_What you need to do_
Copy out all lines bearing the word "brown" from the listing below.

Segment Open

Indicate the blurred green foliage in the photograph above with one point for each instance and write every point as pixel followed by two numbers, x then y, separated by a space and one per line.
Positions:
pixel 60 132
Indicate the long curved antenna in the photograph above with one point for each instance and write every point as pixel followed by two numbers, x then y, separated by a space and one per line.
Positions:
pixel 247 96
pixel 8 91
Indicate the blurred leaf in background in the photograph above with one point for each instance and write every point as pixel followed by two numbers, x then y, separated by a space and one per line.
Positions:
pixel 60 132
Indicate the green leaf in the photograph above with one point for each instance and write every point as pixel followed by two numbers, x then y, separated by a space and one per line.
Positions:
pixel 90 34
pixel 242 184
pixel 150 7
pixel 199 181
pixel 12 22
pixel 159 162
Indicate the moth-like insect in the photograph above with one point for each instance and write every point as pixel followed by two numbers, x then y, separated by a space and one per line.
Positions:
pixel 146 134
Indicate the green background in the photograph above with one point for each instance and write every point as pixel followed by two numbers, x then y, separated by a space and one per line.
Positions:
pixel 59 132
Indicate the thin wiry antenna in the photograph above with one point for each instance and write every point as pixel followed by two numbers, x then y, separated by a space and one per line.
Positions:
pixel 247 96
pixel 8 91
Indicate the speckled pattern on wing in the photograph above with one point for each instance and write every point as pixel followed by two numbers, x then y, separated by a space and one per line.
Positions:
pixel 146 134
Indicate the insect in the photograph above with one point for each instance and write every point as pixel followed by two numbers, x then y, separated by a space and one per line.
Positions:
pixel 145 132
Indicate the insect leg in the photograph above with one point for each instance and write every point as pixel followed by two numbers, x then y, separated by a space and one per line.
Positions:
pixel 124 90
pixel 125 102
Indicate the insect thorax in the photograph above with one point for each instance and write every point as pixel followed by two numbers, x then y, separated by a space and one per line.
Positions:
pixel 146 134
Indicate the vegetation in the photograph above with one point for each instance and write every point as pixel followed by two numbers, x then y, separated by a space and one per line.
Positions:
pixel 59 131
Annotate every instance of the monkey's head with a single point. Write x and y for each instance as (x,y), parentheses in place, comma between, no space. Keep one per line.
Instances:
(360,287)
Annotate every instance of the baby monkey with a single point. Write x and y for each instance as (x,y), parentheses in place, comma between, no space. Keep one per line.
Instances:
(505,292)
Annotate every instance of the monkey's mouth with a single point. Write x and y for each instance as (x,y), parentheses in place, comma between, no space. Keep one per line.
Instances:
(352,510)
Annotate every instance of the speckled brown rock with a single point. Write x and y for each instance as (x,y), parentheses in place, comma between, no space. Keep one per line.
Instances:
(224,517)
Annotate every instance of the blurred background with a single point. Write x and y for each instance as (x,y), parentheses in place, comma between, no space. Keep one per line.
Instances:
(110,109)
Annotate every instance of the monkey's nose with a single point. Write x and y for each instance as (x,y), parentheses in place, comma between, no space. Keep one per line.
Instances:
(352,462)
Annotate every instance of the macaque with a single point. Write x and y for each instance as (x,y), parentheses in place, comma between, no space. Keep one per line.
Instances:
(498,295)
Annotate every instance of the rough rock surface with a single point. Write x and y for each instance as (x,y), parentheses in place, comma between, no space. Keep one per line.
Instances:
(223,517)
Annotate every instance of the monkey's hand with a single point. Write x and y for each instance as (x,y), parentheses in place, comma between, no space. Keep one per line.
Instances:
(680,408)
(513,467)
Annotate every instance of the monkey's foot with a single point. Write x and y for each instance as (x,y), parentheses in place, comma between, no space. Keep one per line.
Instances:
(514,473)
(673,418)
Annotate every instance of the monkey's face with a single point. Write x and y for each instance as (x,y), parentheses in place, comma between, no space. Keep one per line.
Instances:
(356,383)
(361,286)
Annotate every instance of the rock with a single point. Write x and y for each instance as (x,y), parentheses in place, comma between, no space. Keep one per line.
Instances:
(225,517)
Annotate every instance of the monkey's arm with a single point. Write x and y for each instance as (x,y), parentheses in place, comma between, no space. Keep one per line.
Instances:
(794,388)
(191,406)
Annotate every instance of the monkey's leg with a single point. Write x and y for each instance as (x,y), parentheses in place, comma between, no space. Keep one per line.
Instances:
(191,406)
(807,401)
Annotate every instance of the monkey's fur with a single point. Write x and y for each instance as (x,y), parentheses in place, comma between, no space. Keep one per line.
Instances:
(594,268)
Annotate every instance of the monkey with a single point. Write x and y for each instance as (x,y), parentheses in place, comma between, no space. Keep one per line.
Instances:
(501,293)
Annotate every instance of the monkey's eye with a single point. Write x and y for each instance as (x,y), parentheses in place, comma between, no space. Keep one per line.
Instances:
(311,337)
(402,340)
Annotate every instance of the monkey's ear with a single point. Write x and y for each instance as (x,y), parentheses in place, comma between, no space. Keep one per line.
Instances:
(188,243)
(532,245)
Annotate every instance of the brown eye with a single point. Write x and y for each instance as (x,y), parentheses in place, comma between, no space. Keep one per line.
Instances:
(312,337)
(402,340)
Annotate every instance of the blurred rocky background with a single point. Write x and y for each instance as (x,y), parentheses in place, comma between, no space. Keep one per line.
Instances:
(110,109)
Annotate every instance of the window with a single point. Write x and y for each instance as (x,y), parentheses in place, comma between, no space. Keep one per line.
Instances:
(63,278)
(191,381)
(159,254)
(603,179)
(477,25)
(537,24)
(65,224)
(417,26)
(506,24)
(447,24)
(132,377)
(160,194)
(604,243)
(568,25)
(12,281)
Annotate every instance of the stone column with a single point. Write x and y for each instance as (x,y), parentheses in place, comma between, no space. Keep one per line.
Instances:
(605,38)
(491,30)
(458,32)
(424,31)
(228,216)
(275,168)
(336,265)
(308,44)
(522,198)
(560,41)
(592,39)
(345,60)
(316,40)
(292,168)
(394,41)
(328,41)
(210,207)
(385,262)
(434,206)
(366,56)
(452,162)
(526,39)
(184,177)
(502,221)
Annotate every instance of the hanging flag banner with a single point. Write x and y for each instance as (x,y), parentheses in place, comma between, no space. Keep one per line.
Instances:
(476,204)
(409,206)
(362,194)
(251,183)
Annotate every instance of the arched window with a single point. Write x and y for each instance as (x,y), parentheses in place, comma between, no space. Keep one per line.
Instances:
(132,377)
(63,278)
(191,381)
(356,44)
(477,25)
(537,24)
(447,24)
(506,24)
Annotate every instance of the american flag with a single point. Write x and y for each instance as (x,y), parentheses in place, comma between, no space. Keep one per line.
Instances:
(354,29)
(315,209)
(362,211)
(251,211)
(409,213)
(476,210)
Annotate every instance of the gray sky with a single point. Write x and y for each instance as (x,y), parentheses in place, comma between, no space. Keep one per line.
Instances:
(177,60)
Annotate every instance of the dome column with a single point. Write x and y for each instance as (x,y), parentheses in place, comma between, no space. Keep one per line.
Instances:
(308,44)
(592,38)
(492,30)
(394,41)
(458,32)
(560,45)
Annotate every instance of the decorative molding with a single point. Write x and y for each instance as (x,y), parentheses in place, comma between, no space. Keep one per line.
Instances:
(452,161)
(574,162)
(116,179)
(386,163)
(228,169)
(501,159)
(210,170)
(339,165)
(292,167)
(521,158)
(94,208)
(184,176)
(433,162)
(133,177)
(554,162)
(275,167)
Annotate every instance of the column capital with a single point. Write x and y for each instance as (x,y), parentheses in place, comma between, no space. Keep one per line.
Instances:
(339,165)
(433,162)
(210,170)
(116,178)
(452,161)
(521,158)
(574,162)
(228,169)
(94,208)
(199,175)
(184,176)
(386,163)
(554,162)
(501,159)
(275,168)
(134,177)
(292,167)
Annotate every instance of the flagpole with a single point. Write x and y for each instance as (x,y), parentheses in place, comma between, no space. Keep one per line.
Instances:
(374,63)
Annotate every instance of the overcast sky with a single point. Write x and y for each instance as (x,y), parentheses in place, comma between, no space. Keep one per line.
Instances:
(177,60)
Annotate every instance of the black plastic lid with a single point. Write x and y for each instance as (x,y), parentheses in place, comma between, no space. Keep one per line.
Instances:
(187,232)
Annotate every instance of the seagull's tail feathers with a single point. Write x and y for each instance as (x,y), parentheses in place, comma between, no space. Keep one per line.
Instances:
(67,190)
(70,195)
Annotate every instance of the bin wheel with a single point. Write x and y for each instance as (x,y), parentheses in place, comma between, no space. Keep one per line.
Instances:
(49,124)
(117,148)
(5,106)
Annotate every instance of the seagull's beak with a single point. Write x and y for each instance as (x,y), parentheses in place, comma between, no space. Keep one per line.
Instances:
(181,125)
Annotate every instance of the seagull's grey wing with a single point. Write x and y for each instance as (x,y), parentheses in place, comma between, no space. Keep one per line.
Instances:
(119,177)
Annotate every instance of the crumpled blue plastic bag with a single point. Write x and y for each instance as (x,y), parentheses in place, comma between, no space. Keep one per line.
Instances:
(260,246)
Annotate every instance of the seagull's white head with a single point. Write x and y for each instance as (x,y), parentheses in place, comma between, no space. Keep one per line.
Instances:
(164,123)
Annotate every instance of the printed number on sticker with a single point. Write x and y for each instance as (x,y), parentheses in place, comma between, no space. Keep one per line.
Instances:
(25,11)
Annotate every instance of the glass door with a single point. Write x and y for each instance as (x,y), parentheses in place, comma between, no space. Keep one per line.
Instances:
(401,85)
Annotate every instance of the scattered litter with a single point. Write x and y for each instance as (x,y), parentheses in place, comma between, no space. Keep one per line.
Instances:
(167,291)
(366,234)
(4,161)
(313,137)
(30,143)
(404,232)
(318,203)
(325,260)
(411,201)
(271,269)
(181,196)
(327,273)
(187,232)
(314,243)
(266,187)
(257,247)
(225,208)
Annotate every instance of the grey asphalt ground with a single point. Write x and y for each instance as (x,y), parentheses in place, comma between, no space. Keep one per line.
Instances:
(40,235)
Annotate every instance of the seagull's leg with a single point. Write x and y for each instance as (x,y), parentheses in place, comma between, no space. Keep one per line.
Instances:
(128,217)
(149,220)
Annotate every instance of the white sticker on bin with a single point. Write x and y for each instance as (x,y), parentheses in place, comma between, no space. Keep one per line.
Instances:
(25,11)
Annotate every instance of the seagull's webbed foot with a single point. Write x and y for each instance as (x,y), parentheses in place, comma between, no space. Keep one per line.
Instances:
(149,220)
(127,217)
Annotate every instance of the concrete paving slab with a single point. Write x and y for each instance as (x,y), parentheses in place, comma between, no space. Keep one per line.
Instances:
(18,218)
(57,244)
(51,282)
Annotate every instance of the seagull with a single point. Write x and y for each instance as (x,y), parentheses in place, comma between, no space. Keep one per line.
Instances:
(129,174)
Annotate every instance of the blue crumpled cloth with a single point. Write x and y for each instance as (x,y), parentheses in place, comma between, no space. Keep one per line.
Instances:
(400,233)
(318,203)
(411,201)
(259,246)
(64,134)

Segment Closed

_Task output_
Annotate every instance of the speckled brown rock with a single point. Write x and y for each instance as (x,y), parentheses in place, comma between, no space. Keep one per line.
Annotate every instance of the brown eye with a single point. Write x and y for each instance as (x,y), parentheses in place, comma between, no space. Keep one per line.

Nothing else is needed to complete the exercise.